▸ Problem description:
Reproduce the data word for word, from its first line through the line that contains "280 122 L 272", with both of those lines included.

▸ Supplied records:
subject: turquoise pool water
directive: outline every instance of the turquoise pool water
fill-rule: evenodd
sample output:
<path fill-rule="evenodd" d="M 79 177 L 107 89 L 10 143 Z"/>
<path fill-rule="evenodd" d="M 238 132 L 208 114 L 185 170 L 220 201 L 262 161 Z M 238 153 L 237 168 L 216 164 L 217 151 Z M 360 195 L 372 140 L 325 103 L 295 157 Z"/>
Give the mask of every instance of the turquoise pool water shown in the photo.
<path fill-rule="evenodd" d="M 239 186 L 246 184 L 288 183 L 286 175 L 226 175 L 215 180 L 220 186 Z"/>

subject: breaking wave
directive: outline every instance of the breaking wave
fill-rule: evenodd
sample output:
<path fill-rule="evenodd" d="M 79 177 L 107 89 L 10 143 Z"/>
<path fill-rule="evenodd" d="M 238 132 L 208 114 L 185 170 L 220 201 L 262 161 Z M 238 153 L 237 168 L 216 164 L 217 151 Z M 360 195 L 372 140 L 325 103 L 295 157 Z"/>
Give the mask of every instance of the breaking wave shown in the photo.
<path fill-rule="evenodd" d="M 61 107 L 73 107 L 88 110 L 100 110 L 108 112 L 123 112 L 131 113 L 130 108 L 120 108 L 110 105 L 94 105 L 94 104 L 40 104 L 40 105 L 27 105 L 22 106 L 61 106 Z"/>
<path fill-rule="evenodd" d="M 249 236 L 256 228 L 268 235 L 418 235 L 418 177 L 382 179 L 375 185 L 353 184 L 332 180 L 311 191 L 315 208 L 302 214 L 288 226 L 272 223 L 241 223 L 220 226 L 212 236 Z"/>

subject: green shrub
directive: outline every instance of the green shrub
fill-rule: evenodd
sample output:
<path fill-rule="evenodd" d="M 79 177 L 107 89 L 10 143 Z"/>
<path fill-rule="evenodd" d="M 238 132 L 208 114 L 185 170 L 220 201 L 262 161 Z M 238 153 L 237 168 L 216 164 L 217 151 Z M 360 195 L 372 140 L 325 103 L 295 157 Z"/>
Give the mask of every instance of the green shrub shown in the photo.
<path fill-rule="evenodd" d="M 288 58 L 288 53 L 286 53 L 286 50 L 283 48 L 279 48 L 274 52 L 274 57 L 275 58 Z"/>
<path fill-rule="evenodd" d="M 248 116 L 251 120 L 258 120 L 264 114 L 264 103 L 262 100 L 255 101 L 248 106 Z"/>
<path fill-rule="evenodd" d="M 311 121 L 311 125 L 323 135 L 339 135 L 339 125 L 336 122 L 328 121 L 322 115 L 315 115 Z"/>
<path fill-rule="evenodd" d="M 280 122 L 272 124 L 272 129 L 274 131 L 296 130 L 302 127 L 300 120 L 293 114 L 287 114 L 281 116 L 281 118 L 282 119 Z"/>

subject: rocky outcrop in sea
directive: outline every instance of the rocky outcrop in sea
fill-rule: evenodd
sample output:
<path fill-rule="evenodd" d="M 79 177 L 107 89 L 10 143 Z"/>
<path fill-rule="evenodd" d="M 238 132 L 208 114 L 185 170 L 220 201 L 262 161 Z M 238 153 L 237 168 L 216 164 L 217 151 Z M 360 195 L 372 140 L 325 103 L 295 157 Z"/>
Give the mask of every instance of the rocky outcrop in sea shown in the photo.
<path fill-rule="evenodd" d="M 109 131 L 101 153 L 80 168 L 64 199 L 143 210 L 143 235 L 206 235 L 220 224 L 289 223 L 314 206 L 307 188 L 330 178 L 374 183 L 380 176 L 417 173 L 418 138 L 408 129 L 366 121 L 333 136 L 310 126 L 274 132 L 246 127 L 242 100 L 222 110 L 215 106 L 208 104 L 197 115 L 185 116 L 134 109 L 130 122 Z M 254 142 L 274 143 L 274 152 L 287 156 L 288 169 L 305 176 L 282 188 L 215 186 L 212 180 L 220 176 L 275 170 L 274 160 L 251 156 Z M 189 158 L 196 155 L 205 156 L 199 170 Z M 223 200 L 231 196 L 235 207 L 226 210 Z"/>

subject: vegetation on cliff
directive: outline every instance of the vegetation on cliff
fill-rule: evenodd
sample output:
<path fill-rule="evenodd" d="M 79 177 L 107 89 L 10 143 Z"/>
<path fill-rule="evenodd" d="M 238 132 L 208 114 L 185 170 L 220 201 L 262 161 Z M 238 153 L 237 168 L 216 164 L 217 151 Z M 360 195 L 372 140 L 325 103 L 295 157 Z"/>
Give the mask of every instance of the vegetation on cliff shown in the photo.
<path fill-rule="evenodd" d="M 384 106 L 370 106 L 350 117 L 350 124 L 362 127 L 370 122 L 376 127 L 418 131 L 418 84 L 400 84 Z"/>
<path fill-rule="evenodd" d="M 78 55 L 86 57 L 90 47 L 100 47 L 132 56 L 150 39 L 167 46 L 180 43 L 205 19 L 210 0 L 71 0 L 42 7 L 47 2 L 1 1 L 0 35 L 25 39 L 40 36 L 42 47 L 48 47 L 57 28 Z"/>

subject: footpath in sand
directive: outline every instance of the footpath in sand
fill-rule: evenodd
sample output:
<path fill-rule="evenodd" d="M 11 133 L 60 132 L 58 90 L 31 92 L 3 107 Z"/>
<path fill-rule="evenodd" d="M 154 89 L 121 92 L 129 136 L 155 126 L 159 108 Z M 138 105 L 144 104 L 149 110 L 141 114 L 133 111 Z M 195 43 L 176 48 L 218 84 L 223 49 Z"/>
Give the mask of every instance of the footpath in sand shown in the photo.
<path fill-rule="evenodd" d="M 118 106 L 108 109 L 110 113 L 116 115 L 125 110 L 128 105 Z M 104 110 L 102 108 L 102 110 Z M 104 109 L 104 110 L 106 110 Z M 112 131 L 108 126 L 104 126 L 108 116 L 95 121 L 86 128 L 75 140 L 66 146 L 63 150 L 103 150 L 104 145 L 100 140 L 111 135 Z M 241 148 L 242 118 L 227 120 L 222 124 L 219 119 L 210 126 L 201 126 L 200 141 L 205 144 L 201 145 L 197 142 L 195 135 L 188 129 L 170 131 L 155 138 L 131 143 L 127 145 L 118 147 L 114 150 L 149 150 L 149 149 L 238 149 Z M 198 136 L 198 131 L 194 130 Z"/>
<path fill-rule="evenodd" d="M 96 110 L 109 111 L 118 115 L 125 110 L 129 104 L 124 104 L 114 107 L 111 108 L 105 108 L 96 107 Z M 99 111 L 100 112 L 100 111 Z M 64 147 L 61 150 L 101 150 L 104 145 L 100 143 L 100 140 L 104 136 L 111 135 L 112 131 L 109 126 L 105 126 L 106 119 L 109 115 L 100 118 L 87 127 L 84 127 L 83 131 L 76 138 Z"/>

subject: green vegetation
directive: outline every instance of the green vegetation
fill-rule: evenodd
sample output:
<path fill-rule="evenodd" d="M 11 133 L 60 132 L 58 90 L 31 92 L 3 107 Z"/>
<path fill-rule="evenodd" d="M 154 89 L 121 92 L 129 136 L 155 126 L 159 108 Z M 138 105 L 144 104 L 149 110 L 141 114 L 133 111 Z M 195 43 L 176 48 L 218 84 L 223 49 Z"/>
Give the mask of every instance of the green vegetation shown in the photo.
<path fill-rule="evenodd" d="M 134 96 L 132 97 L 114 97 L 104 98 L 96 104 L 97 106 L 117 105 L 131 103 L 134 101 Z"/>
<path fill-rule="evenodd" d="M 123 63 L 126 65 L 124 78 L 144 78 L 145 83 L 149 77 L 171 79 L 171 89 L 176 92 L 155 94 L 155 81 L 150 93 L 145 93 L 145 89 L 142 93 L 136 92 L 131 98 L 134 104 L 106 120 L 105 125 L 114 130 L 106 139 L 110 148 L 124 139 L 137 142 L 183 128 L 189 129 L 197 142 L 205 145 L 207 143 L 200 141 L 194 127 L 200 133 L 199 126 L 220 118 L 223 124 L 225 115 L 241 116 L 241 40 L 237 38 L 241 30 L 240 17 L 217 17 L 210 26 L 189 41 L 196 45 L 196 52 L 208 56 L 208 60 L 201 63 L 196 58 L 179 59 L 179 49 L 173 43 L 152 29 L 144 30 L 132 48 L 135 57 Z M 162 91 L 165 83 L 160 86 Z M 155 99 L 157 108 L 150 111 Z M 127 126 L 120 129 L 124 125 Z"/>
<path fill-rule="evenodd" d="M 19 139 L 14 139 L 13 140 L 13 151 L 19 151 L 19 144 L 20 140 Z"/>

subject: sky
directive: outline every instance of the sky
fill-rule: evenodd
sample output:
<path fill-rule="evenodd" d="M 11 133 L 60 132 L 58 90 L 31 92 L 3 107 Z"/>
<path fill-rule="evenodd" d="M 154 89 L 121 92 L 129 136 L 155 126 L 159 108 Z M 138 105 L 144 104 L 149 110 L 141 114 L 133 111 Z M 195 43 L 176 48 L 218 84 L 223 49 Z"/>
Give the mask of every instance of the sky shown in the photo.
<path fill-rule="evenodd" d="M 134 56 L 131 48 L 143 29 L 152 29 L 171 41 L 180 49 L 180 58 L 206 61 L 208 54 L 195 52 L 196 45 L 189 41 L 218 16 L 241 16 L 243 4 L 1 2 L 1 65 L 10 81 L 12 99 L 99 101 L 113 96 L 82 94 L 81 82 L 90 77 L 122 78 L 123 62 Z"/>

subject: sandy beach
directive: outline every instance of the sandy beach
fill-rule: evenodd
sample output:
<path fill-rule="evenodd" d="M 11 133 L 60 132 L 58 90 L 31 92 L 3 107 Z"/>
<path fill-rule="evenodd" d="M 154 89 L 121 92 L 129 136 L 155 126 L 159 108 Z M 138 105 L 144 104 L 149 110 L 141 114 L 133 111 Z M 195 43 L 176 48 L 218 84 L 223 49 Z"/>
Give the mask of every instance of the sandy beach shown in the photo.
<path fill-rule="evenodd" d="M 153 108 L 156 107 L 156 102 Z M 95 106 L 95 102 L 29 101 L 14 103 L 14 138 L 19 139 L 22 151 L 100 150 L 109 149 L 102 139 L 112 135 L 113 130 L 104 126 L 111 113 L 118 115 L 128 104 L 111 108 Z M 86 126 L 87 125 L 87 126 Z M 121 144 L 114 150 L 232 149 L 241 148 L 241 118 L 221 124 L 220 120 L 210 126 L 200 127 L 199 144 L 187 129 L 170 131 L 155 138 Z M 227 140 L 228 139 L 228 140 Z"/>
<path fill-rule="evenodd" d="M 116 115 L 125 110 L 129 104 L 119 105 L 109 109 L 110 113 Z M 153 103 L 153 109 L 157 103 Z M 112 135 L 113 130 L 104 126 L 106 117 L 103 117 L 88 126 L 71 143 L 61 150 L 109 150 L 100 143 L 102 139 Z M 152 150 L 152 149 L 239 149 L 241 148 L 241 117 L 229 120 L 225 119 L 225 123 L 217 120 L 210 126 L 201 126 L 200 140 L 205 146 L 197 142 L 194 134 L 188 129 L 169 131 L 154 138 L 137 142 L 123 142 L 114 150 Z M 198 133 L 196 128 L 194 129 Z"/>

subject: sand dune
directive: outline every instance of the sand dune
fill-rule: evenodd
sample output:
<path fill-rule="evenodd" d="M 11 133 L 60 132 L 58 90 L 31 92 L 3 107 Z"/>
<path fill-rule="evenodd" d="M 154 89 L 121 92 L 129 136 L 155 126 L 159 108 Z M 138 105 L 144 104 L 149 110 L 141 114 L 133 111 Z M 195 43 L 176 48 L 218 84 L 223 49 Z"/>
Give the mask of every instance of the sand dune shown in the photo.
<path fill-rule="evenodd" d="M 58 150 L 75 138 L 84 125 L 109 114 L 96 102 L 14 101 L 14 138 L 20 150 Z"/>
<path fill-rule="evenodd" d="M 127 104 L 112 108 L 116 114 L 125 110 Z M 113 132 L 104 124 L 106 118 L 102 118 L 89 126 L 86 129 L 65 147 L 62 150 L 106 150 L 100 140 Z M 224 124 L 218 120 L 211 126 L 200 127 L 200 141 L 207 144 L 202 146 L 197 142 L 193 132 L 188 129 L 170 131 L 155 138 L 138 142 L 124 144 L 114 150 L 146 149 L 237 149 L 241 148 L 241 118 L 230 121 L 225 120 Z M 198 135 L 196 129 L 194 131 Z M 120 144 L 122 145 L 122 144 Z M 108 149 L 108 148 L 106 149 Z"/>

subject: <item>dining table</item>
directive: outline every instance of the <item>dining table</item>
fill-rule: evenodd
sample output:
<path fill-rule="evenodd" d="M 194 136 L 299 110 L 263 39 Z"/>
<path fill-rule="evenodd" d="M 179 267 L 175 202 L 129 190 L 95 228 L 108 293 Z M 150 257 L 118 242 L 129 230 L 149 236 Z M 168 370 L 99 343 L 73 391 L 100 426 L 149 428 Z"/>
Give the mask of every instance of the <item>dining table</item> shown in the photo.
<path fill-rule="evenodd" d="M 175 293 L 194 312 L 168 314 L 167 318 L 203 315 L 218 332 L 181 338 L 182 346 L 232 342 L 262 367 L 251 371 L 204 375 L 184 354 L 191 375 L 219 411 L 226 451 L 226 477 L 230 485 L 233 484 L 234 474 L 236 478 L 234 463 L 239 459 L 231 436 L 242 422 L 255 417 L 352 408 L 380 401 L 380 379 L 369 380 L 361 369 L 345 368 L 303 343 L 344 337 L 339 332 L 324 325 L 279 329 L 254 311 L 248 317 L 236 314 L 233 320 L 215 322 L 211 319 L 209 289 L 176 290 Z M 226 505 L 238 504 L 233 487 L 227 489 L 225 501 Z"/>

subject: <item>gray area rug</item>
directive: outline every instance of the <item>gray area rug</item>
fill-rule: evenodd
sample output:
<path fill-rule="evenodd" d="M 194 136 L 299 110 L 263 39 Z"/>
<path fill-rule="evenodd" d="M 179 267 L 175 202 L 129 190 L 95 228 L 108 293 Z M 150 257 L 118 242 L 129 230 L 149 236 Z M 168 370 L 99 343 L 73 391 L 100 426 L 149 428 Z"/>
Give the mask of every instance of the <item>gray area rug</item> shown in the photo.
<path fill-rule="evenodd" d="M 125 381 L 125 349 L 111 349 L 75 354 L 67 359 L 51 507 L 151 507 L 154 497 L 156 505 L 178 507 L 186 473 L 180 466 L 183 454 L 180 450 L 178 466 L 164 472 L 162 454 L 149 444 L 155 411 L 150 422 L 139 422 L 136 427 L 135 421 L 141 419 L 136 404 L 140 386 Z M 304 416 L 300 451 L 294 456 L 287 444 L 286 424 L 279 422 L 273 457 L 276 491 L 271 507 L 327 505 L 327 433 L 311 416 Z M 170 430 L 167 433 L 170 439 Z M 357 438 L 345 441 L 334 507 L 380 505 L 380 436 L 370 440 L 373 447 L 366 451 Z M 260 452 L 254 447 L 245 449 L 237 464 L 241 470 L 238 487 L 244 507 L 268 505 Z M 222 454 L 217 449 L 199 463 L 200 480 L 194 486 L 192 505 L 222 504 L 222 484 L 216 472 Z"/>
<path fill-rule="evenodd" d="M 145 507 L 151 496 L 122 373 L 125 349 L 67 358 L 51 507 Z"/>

▸ Problem solution:
subject: turquoise pool water
directive: outline every instance of the turquoise pool water
fill-rule: evenodd
sample output:
<path fill-rule="evenodd" d="M 79 177 L 107 89 L 10 143 Z"/>
<path fill-rule="evenodd" d="M 238 132 L 208 114 L 185 170 L 220 201 L 262 161 Z M 238 153 L 237 168 L 216 164 L 217 151 Z M 360 195 L 372 140 L 325 103 L 295 157 Z"/>
Give the mask of every instance of the turquoise pool water shown in the photo.
<path fill-rule="evenodd" d="M 239 186 L 246 184 L 288 183 L 286 175 L 226 175 L 215 180 L 220 186 Z"/>

subject: breaking wave
directive: outline every instance of the breaking wave
fill-rule: evenodd
sample output:
<path fill-rule="evenodd" d="M 79 177 L 107 89 L 10 143 Z"/>
<path fill-rule="evenodd" d="M 238 132 L 208 114 L 185 170 L 220 201 L 262 161 Z M 238 153 L 237 168 L 216 164 L 217 151 Z M 360 195 L 372 140 L 325 103 L 295 157 Z"/>
Give the mask of every instance of the breaking wave shown in the photo.
<path fill-rule="evenodd" d="M 61 107 L 73 107 L 88 110 L 100 110 L 108 112 L 123 112 L 131 113 L 130 108 L 120 108 L 110 105 L 94 105 L 94 104 L 40 104 L 40 105 L 27 105 L 22 106 L 61 106 Z"/>
<path fill-rule="evenodd" d="M 249 236 L 256 228 L 268 235 L 418 235 L 418 177 L 382 179 L 375 185 L 353 184 L 332 180 L 311 191 L 315 208 L 302 214 L 288 226 L 272 223 L 241 223 L 220 226 L 212 236 Z"/>

subject: green shrub
directive: outline every instance of the green shrub
fill-rule: evenodd
sample output:
<path fill-rule="evenodd" d="M 79 177 L 107 89 L 10 143 Z"/>
<path fill-rule="evenodd" d="M 238 132 L 208 114 L 185 170 L 220 201 L 262 161 Z M 238 153 L 237 168 L 216 164 L 217 151 Z M 360 195 L 372 140 L 325 103 L 295 157 Z"/>
Give the mask of every instance of the green shrub shown in the photo.
<path fill-rule="evenodd" d="M 288 58 L 288 53 L 286 53 L 286 50 L 283 48 L 279 48 L 274 52 L 274 57 L 275 58 Z"/>
<path fill-rule="evenodd" d="M 248 116 L 251 120 L 258 120 L 264 114 L 264 103 L 262 100 L 255 101 L 248 106 Z"/>
<path fill-rule="evenodd" d="M 311 121 L 311 125 L 323 135 L 339 135 L 339 125 L 336 122 L 328 121 L 322 115 L 315 115 Z"/>
<path fill-rule="evenodd" d="M 280 122 L 272 124 L 272 129 L 274 131 L 296 130 L 302 127 L 300 120 L 293 114 L 287 114 L 281 116 L 281 118 L 282 119 Z"/>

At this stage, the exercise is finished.